- [THE INPUT]
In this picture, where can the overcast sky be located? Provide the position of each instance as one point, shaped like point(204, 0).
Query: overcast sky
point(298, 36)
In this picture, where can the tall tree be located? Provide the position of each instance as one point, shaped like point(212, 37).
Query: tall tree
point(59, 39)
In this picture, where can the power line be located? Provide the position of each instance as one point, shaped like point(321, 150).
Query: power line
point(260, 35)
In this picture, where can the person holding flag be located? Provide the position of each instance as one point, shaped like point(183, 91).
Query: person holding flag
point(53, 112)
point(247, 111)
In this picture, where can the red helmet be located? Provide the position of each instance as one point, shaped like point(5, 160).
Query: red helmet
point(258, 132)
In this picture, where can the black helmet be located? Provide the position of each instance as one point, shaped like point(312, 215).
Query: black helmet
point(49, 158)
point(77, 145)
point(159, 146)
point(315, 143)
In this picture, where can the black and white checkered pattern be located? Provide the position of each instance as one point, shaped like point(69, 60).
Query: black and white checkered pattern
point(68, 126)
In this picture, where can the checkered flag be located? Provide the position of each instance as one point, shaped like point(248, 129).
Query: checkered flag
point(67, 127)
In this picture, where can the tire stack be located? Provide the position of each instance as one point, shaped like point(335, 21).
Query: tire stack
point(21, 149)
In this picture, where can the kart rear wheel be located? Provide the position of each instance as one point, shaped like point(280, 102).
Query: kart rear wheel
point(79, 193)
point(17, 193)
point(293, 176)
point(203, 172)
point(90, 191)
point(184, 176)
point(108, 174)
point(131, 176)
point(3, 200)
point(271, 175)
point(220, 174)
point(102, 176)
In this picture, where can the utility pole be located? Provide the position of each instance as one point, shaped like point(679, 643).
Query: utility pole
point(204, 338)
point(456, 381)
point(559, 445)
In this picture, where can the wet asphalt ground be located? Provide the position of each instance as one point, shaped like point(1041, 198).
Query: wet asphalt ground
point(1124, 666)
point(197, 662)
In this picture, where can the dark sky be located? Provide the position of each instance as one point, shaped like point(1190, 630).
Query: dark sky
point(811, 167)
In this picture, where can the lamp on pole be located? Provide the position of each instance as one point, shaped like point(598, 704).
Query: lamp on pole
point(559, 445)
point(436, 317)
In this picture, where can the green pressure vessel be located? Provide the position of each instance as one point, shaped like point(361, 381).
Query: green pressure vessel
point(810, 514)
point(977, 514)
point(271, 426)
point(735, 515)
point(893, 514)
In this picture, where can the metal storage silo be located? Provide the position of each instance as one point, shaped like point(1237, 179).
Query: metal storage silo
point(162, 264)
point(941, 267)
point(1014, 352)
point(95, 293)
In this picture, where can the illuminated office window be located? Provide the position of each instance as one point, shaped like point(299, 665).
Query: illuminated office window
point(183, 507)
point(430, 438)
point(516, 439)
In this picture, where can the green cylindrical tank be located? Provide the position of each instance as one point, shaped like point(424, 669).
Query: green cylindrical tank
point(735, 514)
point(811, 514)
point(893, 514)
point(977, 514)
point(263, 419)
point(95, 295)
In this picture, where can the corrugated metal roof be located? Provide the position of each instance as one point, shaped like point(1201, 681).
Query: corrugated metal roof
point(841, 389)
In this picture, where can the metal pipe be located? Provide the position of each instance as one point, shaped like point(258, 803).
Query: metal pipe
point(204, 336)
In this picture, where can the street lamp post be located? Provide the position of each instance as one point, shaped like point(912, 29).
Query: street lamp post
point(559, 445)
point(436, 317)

- [WHAT THE EXERCISE ASKS] Please copy every line of the data above verbatim, keeping each character and line break unchanged.

- [TASK RESPONSE]
In this picture, where can the overcast sky be located? Provide the position of each instance as one point, shaped like point(204, 0).
Query: overcast sky
point(298, 36)
In this picture, where can the tall tree be located? Provide the position of each instance as one point, shaped like point(212, 37).
Query: tall tree
point(59, 39)
In this picture, where can the power line be located? Provide the position of each instance as one point, shaped like point(321, 150).
Query: power line
point(260, 35)
In this picture, where can the person holding flag be located? Provide the position of each instance as one point, shaped like point(183, 91).
Query: person holding flag
point(53, 112)
point(247, 111)
In this picture, where can the red helmet be located? Provide the position of each instance as one point, shaped like point(5, 160).
Query: red helmet
point(258, 132)
In this picture, where can the black helmet be located? Provide the position of each instance as one point, shaped like point(312, 215).
Query: black helmet
point(49, 158)
point(77, 145)
point(159, 146)
point(315, 143)
In this picture, where can the black and white checkered pattern be located? Provide the position of each instance as one point, shaped like point(69, 60).
Query: black and white checkered pattern
point(68, 126)
In this picture, where can the checkered flag be located? Provide the position of each instance as one point, shaped like point(248, 129).
Query: checkered flag
point(67, 127)
In this picture, where can the tire stack be located? Provide the position of each instance as one point, shaped like point(335, 21).
Query: tire stack
point(21, 149)
In this picture, where can the kart rear wheel be located? Provide the position of each instance as one point, shaped like point(280, 102).
Query: kart rear wheel
point(79, 193)
point(17, 193)
point(293, 176)
point(203, 172)
point(90, 191)
point(184, 176)
point(108, 174)
point(131, 176)
point(3, 200)
point(271, 175)
point(220, 174)
point(102, 176)
In this picture, where can the utility pole be located? Provide the position of each instance as one point, shaped like point(679, 643).
Query: utility pole
point(204, 338)
point(456, 381)
point(559, 445)
In this picture, where can the wet asphalt ground be located? Provide the position of each instance as one point, shaped like point(1041, 198).
Query: wet asphalt ground
point(1124, 666)
point(197, 662)
In this picture, where can the dark sky be located? Provide the position of each instance as one point, shaped like point(1190, 630).
Query: dark sky
point(811, 167)
In this picture, where can the lamp on pole be located? Provide the position of each instance as one point, shaped like point(598, 704).
Query: lamp on pole
point(559, 445)
point(436, 317)
In this picture, where can the green pressure vessel be located? Provide the position of each instance as one point, shaped like point(361, 381).
Query: green pressure vessel
point(810, 514)
point(977, 514)
point(271, 426)
point(735, 515)
point(893, 514)
In this picture, where can the metal storage silo be located? Provide the position of each instance as one point, shaped like point(1237, 179).
Query: metal storage silo
point(162, 264)
point(941, 267)
point(1014, 352)
point(95, 293)
In this picture, where can the illuminated office window be located? Provide the position of each instance as one point, shaped like point(299, 665).
Query: illuminated office window
point(183, 507)
point(430, 438)
point(516, 439)
In this picture, where can the green cylindrical tank be located? Provide the position of each instance as one point, shaped like point(424, 669).
Query: green cylindrical tank
point(735, 514)
point(811, 514)
point(893, 514)
point(977, 514)
point(263, 419)
point(95, 295)
In this picture, where can the corrugated metal roof be located? Provide the position of each instance as one point, shaped like point(1201, 681).
Query: corrugated metal roof
point(841, 389)
In this picture, where can the metal pipe be located? Provide the position of each instance as one point, shaped like point(258, 803).
Query: metal pipe
point(204, 336)
In this picture, where can the street lamp post be located? Provide the position of each instance as one point, shaped like point(912, 29).
Query: street lamp post
point(559, 445)
point(436, 317)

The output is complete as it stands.